| TEXTE SOURCE |
OPIUM d'Arielle Dombasle
"Raymond, j'ai toujours su que tu m'étais prêté et qu'il faudrait te rendre très vite", une des nombreuses belles phrases écrite par Jean Cocteau donne le ton a ce film. Loin d'un biopic car beaucoup plus fou, ce film raconte (non ce n'est pas du tout le mot) la relation entre Jean Cocteau (justement) et Raymond Radiguet. La voix off et les images nous emmène dans l'imaginaire de Cocteau, c'est son point de vue qui est mis en scène, parce que c'est un peu son film, c'est sur lui. L'opium donne le gout de tout ce que nous voyons. Des images oniriques en noir et blanc entre coupe les scènes de bal et celles de débauche dans le Paris des années folles. Raymond semble être le rayon de soleil de Jean. C'est un jeune homme tout à fait charmant et apparemment talentueux et surtout pleins de vie qu'il exploite à travers tout son corps. Cocteau fréquente aussi une quantité de beau monde, dans des bals revisités par des robes stylisés et des figures de fer sur la tête (magique !) où se croisent Coco Chanel, André Breton, Man Ray ... Ce film est par ailleurs mis en scéne de manière insolite, nous plongeant au plus profond de l'être de Cocteau. C'est une comédie musicale où ses poèmes sont mis en musique. Le passage avec la voyante peut aller jusqu’à rappeler du Jacques Demy, quand à la forme du film, sa structure, elle s'apparenterai bien aux film Yves Saint Laurent (sans le coté coupé/décalé, plus Michel Gondry pour le coup). On note également la présence des dessins de Cocteau, reproduit en temps réel. Le film s'ouvre sur un fond noir avec (surement) un système de lumière noir, faisant ressortir le dessin et la main. Une merveille.

| EXERCICES À TRAITER |
#1 D'après la critique, quelle relation le film Opium raconte-t-il ?
#2 Selon la critique, pour quelle raison le film met-il en scène le point de vue de Cocteau ?
Les lignes qui suivent n'ont aucun rapport avec la critique.

| DONNÉES FOURNIES |
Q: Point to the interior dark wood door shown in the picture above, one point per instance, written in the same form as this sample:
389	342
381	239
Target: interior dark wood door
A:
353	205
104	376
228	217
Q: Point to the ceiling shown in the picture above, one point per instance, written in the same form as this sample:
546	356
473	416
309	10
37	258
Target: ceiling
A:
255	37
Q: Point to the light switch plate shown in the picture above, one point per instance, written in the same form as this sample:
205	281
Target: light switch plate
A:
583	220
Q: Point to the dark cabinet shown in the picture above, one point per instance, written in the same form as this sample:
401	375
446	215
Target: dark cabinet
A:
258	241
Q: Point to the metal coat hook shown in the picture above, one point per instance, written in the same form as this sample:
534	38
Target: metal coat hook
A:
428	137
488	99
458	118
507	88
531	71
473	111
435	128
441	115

| CORRIGÉ DES EXERCICES |
#1 La relation entre Jean Cocteau et Raymond Radiguet.

#2 Le film adopte le point de vue de Cocteau parce que c'est un peu son film : il porte sur lui.